**Excerpted passage**
--------------------------------
A self storage syndication is a great way to purchase larger self storage facilities by pooling together the capital and experience necessary to obtain financing. 

What Is A Self Storage Syndication? 

A self storage syndication is a partnership between general and limited partners who together purchase a self storage facility. The general partner puts the deal together, forms the syndication, and manages the project. Limited partners bring capital to invest passively in the project. 

What Is The Role Of A Limited Partner In A Self Storage Syndication?

Limited partners typically consist of passive investors who bring capital to fund the part of the project that’s not covered by a lender or bank financing. Essentially, they bring equity to the table. Additionally, limited partners have limited liability in the deal which is different from a general partner who is typically liable for the entire project.

General Partners vs Limited Partners

General Partners find the project and fund the at-risk capital necessary to put the deal together. On the other hand limited partners bring the money to fund the remaining cash needed to close the deal. Limited partners don’t have the operating control, while general partners do.
--------------------------------
**Dataset content**
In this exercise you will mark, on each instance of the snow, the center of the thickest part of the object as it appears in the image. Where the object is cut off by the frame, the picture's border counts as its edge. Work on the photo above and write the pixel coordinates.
--------------------------------
**Goal**
Return everything in the self storage syndication passage from "A self storage syndication is a partnership" down to "the entire project.", copied word for word.

**Reply**
A self storage syndication is a partnership between general and limited partners who together purchase a self storage facility. The general partner puts the deal together, forms the syndication, and manages the project. Limited partners bring capital to invest passively in the project. 

What Is The Role Of A Limited Partner In A Self Storage Syndication?

Limited partners typically consist of passive investors who bring capital to fund the part of the project that’s not covered by a lender or bank financing. Essentially, they bring equity to the table. Additionally, limited partners have limited liability in the deal which is different from a general partner who is typically liable for the entire project.